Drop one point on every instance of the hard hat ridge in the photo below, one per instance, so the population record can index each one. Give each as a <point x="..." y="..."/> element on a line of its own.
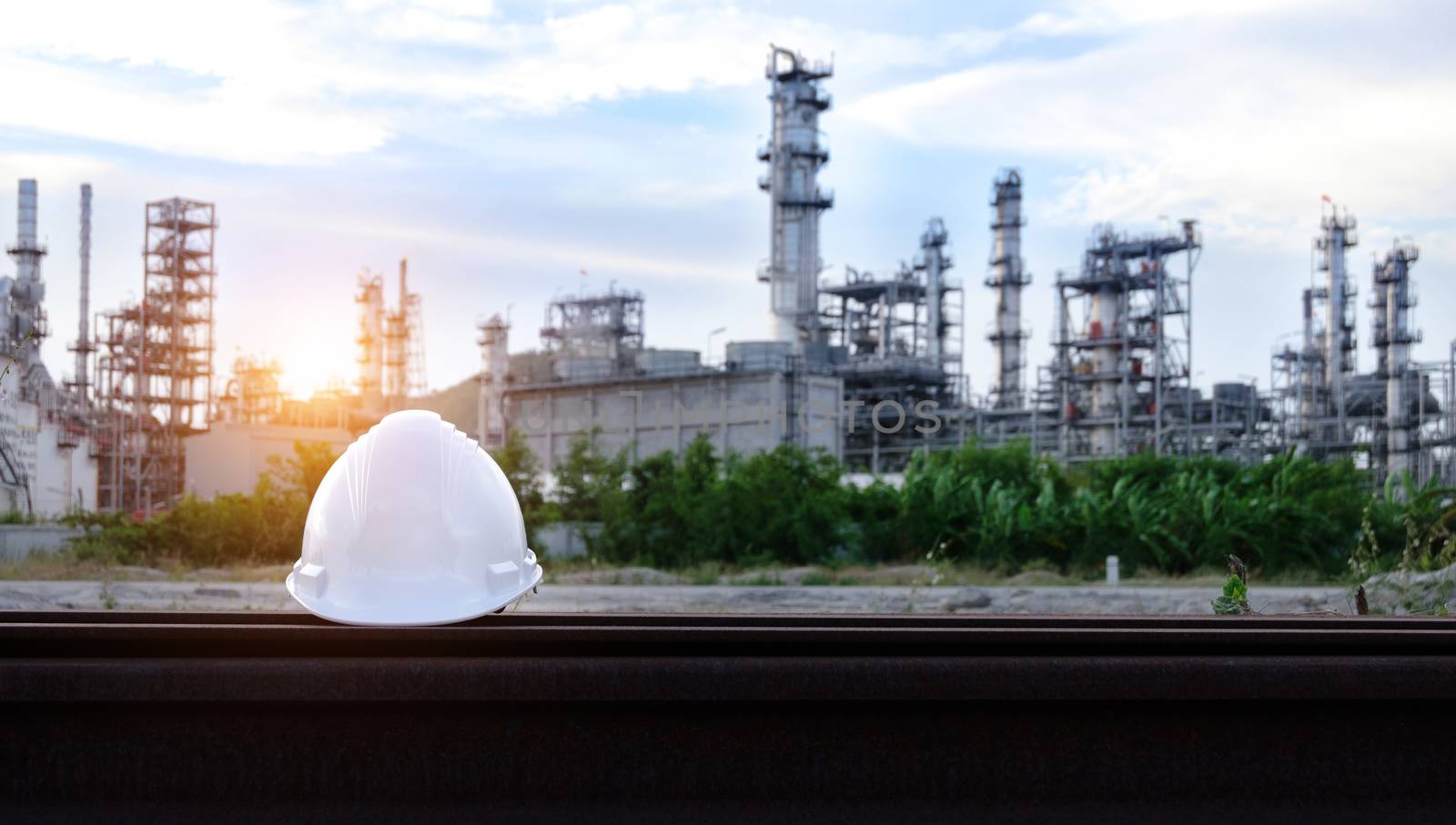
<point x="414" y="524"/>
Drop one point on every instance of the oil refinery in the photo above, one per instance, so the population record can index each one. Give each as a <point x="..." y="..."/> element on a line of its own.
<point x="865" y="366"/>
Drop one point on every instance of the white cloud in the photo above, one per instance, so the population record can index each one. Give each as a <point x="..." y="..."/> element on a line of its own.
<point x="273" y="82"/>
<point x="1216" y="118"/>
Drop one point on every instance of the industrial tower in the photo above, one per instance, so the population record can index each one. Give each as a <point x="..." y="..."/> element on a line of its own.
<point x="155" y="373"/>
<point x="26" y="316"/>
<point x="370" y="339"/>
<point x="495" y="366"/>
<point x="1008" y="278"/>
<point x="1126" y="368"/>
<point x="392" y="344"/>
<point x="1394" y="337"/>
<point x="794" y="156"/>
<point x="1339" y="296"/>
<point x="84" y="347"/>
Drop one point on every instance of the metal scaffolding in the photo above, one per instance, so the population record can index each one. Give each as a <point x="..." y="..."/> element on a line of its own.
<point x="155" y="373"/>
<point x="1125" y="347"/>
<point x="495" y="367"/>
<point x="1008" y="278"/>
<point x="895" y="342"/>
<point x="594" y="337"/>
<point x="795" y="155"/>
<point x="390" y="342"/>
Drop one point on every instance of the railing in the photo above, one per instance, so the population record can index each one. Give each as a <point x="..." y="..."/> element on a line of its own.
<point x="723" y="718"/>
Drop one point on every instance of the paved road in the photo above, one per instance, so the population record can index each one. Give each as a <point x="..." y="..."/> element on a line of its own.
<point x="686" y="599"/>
▬▬▬▬▬▬
→ **PROBLEM TO WORK ON**:
Exclude the pictures and repeat every other part of the records word for word.

→ **SOLUTION TO THIS EXERCISE**:
Drop one point on every instance of the hard hat ridge in the photo below, one per instance, so the population record can index each one. Give each as a <point x="..." y="..."/> element on a line of its own.
<point x="414" y="524"/>
Drop one point on every instance of the oil refinery in the photo above, one per instance, so the population record can index each one. Give each as a <point x="..." y="..."/> element on a line of its own.
<point x="865" y="366"/>
Drop one point on every instance of the white cloud in the photo above, one per instance, so the population record can index each one. Give each as a <point x="..." y="..."/> element on a line of its own.
<point x="273" y="82"/>
<point x="1216" y="118"/>
Drop one point on every instance of the industrial tower in the photo above, one per instance, so the population record can index each one. Give each as a <point x="..." y="..."/> element on a line of its own.
<point x="155" y="373"/>
<point x="26" y="316"/>
<point x="370" y="339"/>
<point x="495" y="366"/>
<point x="1008" y="278"/>
<point x="1126" y="368"/>
<point x="392" y="344"/>
<point x="1394" y="337"/>
<point x="794" y="156"/>
<point x="1339" y="296"/>
<point x="84" y="347"/>
Drop one point on every instance of the metal scaffolding in the photo above, one per instance, so the population record can index each one. Give each as a <point x="..." y="..."/> element on a line of its own.
<point x="155" y="373"/>
<point x="1125" y="347"/>
<point x="495" y="367"/>
<point x="1008" y="278"/>
<point x="895" y="342"/>
<point x="594" y="337"/>
<point x="795" y="155"/>
<point x="390" y="342"/>
Drop one point on every instance of the railing in the photo above, one per instance, so the population record can index each one. Give each as a <point x="..." y="..."/> element on a line of its own.
<point x="723" y="718"/>
Drop one point on every instance of the paved road in the photo above, one per instance, so the population record can index each one. Give each as a <point x="..." y="..."/> element on a line of its own.
<point x="686" y="599"/>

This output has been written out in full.